__TASK TO CARRY OUT__: For the records below, give the number of lines containing the word "bare" and no other text.

- - - - -

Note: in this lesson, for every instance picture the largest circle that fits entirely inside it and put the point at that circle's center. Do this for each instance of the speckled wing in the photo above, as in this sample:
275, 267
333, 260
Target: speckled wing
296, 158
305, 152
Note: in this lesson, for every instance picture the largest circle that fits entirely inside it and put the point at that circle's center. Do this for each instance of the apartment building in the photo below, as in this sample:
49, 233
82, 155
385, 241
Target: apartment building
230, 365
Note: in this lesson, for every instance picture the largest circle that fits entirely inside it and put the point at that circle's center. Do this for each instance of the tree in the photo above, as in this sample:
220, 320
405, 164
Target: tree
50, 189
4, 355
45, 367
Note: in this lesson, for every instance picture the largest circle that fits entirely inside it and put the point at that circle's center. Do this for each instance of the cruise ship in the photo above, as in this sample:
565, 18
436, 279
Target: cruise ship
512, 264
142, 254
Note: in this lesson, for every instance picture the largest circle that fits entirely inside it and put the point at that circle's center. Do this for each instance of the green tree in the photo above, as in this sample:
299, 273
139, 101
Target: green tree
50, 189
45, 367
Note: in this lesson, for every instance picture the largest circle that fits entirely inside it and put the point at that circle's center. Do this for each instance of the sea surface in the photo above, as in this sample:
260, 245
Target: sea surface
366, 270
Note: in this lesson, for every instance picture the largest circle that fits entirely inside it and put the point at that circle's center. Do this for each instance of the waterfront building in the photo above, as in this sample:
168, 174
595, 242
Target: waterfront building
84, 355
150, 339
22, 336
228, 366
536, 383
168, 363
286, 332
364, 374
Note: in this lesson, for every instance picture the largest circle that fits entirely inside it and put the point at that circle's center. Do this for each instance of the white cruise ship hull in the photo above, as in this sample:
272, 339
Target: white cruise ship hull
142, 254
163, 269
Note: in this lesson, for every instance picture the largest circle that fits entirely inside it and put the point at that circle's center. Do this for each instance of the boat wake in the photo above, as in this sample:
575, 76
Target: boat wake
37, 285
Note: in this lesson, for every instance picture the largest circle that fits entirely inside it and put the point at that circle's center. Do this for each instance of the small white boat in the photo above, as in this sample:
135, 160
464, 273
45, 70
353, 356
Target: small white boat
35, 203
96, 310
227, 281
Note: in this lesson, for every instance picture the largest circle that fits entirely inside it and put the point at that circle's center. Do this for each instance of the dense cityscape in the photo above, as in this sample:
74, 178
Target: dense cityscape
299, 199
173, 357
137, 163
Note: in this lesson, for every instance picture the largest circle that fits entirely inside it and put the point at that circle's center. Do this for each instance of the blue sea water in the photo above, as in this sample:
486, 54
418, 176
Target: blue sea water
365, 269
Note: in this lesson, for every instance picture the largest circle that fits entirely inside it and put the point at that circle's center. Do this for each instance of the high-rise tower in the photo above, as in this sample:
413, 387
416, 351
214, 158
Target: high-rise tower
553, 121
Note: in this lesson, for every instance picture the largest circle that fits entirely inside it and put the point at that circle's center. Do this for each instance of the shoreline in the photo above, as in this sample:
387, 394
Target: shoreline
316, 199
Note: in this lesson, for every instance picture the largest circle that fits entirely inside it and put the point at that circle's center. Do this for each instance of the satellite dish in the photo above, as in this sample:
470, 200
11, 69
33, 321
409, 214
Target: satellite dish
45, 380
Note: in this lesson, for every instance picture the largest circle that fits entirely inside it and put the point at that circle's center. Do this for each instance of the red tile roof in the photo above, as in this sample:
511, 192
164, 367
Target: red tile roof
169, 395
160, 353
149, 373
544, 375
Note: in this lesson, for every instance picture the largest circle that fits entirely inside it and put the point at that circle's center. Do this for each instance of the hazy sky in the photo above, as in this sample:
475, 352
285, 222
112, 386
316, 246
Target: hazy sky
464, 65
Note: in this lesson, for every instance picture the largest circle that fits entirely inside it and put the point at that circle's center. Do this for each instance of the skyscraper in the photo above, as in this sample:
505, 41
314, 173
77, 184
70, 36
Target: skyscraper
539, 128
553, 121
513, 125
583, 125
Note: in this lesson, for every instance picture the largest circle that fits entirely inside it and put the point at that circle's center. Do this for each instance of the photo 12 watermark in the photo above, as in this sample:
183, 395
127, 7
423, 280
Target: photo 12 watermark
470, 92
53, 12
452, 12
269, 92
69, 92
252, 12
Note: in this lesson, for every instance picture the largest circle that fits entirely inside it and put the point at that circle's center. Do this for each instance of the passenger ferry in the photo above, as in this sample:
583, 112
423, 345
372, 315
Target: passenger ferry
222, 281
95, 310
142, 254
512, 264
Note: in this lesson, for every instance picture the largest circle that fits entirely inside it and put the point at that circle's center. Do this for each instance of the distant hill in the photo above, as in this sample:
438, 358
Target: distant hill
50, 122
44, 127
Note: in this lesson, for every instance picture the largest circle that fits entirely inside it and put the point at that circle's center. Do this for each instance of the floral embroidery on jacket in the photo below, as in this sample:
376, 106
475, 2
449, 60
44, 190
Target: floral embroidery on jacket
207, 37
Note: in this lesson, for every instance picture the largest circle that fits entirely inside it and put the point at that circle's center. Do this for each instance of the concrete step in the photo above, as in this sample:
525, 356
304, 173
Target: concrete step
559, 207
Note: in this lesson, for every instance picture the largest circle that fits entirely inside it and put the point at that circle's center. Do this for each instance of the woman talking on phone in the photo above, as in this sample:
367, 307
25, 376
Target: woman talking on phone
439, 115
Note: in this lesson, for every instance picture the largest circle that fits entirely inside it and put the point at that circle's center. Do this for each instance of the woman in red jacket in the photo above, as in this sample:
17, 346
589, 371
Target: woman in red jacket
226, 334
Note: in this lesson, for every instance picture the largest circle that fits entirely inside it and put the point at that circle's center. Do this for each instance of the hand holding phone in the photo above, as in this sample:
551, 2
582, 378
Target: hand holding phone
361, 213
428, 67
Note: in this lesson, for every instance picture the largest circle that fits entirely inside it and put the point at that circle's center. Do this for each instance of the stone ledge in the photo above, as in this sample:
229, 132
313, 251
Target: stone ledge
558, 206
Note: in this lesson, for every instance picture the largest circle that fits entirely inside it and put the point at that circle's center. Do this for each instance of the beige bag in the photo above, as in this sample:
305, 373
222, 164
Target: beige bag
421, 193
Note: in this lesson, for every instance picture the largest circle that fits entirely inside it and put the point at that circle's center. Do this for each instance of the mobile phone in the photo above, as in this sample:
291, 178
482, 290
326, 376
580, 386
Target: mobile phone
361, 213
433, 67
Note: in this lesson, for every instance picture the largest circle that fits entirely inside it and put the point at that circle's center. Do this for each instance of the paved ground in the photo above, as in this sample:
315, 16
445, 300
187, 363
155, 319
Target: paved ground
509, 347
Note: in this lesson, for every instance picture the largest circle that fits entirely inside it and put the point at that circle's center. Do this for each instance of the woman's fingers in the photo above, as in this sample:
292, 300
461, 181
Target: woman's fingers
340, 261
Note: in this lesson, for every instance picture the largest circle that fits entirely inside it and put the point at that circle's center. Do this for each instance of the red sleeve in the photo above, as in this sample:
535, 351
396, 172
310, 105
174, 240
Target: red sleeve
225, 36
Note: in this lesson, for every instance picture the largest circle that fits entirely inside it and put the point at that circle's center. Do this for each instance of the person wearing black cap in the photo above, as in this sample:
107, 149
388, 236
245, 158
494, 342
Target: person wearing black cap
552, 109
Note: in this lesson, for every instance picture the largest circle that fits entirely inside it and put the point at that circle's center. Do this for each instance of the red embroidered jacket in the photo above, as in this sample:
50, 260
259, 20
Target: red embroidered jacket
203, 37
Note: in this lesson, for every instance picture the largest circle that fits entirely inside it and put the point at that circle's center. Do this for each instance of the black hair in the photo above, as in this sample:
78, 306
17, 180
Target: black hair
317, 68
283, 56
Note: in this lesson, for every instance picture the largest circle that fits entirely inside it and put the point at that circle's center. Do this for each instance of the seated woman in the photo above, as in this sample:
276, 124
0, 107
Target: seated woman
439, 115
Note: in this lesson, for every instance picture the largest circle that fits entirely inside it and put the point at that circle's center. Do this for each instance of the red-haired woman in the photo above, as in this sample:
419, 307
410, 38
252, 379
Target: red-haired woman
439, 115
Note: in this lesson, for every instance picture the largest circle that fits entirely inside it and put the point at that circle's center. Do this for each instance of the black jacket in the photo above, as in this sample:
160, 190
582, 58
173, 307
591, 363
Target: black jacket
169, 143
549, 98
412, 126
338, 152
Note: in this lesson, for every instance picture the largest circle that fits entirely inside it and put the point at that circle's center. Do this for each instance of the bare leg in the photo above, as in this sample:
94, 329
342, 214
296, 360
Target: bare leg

- - - - -

__WRITTEN SOLUTION__: 2